* Aufgabe *
Übersetze diesen Satz aus dem Bericht über den Wildwasserurlaub an der Soća ins Englische: „Die Kajakschule verfügt über einen großen Fundus Boote, der sämtliche Wildwasserkajak-Modelle von Prijon umfasst: Chopper, Cross, Pure, Herkules und Soća.“

* Vorliegender Text *
>>>
Wildwasser auf der Soća

Soca Wildwasser KajakIm August 2010 starteten wir zu unserem lang ersehnten Wildwasserurlaub in Slowenien. Mit dem Auto fuhren wir die knapp 1000 km von Berlin in das Soća-Tal, gleich hinter der österreichischen Grenze. Nach einem kurzen Zwischenstopp in München kamen wir am Sonntagabend in dem kleinen Ort Čezsoča im Prijon-Kajakcamp an. Nachdem das Zelt auf dem direkt neben der Schule liegenden Campingplatz aufgebaut war, erkundeten wir noch etwas die Gegend. Das Camp liegt in einem Tal zwischen mehreren Bergen und direkt gegenüber einer Ein-/Ausstiegsstelle an der Soća. Im Ort gibt es ein Hotel mit angeschlossener Pizzeria, in dem sich die Kursteilnehmer immer sonntags treffen können, um die anderen Teilnehmer und die Kajaklehrer kennen zu lernen. Leider wussten wir dies in der ersten Woche noch nicht, so dass wir erst am Montagmorgen pünktlich um 10 Uhr unseren Kajaklehrer Andi und die vier weiteren Kursteilnehmer kennen lernten.

Nachdem wir mit Neoprenanzug und -schuhen, Paddeljacke, Helm, Schwimmweste, Spritzdecke und Paddel ausgerüstet waren, ging es erst einmal an das Aussuchen der passenden Boote. Die Kajakschule verfügt über einen großen Fundus Boote, der sämtliche Wildwasserkajak-Modelle von Prijon umfasst: Chopper, Cross, Pure, Herkules und Soća. Für den Start bekamen wir die gutmütigen Chopper, die durch ihr großes Volumen einige Fehler verzeihen und nicht sofort kentern.
<<<
* Auszüge der Einträge *
>>>
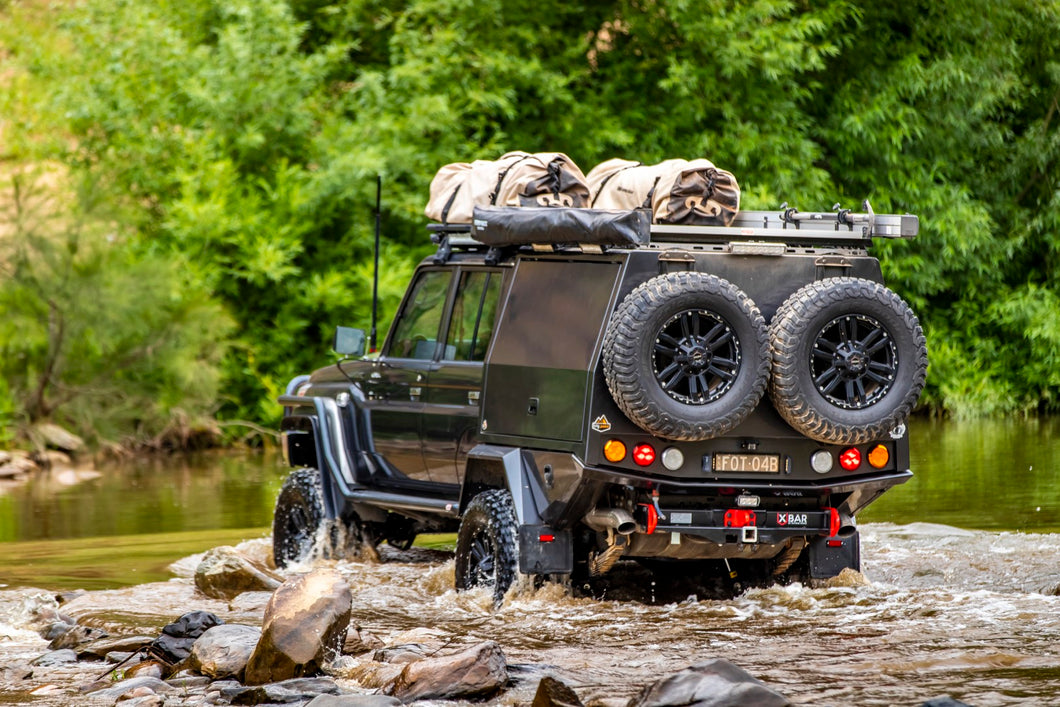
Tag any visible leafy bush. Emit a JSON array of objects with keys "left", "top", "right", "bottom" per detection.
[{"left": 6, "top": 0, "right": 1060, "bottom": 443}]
<<<
>>>
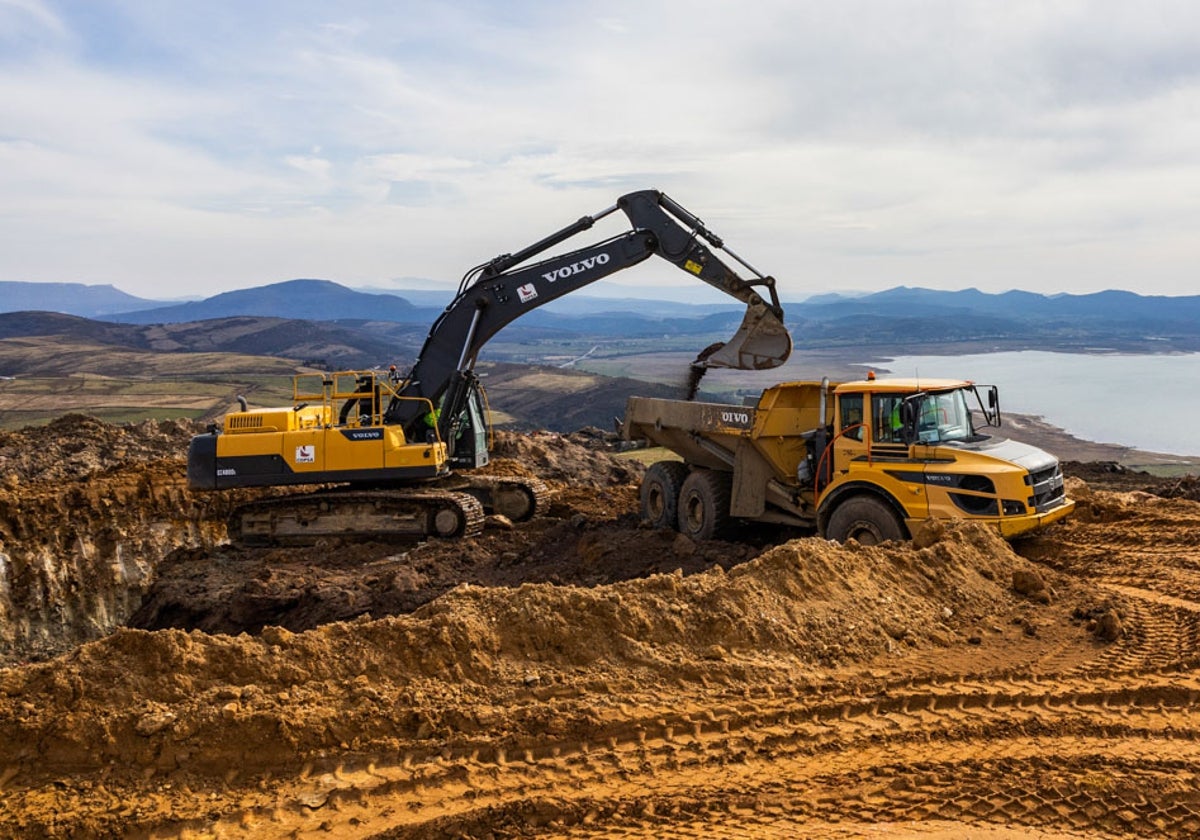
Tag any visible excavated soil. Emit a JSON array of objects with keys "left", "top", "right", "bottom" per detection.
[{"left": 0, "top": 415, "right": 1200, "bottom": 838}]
<<<
* Richtige Antwort *
The kayak school has a large stock of boats that includes all of Prijon's whitewater kayak models: Chopper, Cross, Pure, Herkules and Soća.